抜粋文:
————————
とりあえず日本語だが順を追って日本語に直訳してみようと思う。
御検分:調べる
御方:お方
御座候:ございます
候はば:~ますならば
御披見:文章等を読むこと
「私ども死後、調べるお方がございますならば、本文を読むことをお頼み致します。かくの如くでございます。以上」
やはり現代風の文章にすれば理解しやすくなる。
これほど簡単な文章なのかと思えるほど簡単な文章となった。
この段階で「行」を読んだということだ。
次に「行間」を読む作業が必要になる。
文章を書いた者の意図することである。相手が何を伝えたいかを汲み取ることを「行間」を読むという。
例えば「調べる」とは、何を調べるのか。
この場合、本事件であろう。本事件とは「元禄赤穂事件」を指す。
また、文章を読むことを頼んでいるが、その文章とは「口上書」以外にない。
つまり…
「私たちが死んだ後に、本事件を調べる方がいらっしゃるならば、本口上書を読むことをお頼み致します」
短文で分かりやすいと思えるはずだ。
ところが、簡単に思えるのは、やはり基本的に「行」すなわち「文字」を読んでいるからだ。
行間を読む作業、文章から意図することを汲み取ることは、さほど容易くない。
この文面で最も汲み取るべきことは…
「私ども死後」と書かれていることだ。
つまり、大石内蔵助以下46名は、自らの死を告げている。
この意図を汲み取る必要がある。自分たちがこの世を去ったことを前提として、本事件を調べる場合は、本口上を読んで欲しいと頼んでいるのだ。
「死人に口なし」という言葉があるが…、その状況が前提となる。その状況とは、自分たちは言いたいことが言えなくなる状況であろう。
————————
抽出した項目:
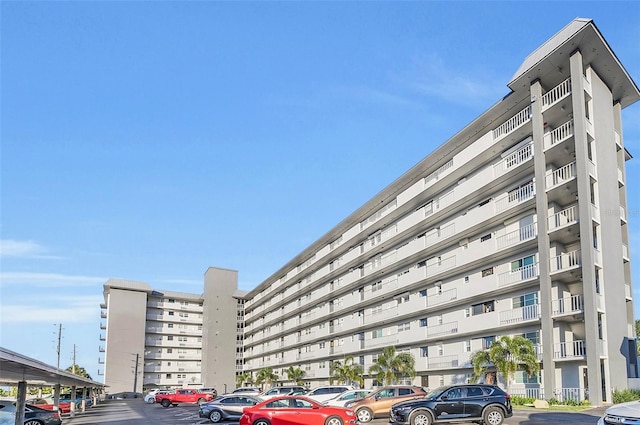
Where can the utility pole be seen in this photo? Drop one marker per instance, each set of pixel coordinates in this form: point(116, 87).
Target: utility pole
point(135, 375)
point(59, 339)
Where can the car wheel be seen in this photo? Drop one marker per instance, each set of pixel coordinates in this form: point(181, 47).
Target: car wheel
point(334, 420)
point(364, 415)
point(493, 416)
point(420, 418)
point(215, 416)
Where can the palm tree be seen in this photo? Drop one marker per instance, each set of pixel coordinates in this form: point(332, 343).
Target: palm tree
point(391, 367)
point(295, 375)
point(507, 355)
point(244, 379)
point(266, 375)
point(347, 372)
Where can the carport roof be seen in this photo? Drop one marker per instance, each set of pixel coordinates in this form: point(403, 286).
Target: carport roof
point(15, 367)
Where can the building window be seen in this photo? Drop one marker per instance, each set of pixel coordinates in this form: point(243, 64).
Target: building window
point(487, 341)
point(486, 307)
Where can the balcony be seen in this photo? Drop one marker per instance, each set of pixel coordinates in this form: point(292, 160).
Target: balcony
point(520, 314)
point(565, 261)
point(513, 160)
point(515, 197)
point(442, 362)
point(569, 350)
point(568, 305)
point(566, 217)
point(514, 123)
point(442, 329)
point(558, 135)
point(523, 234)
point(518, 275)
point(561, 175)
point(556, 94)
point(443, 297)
————————
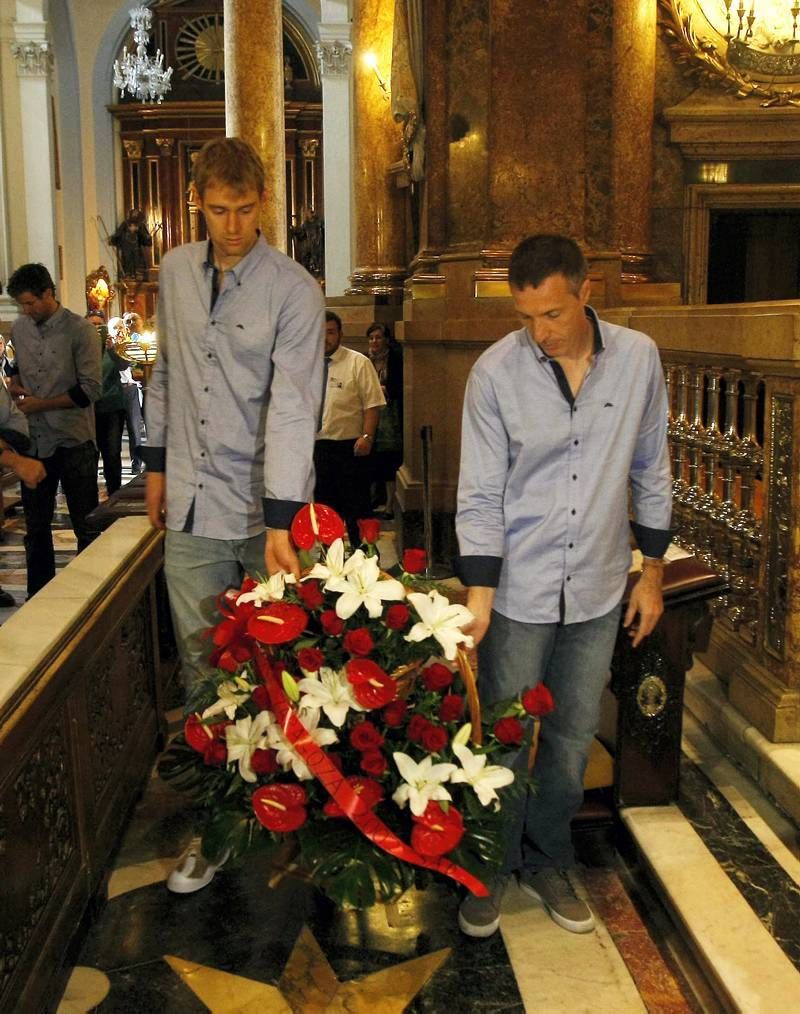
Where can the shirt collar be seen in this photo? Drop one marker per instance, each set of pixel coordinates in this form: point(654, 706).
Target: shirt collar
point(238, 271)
————————
課題:
A. 抜粋文によると、自らの死を告げているのは大石内蔵助以下何名ですか。
B. 抜粋文から「文章を書いた者の意図すること」から「行間を読む作業、文章から意図することを汲み取ることは、さほど容易くない。」までを、そのまま書き抜いてください。

解答:
A. 46名です。

B.
文章を書いた者の意図することである。相手が何を伝えたいかを汲み取ることを「行間」を読むという。
例えば「調べる」とは、何を調べるのか。
この場合、本事件であろう。本事件とは「元禄赤穂事件」を指す。
また、文章を読むことを頼んでいるが、その文章とは「口上書」以外にない。
つまり…
「私たちが死んだ後に、本事件を調べる方がいらっしゃるならば、本口上書を読むことをお頼み致します」
短文で分かりやすいと思えるはずだ。
ところが、簡単に思えるのは、やはり基本的に「行」すなわち「文字」を読んでいるからだ。
行間を読む作業、文章から意図することを汲み取ることは、さほど容易くない。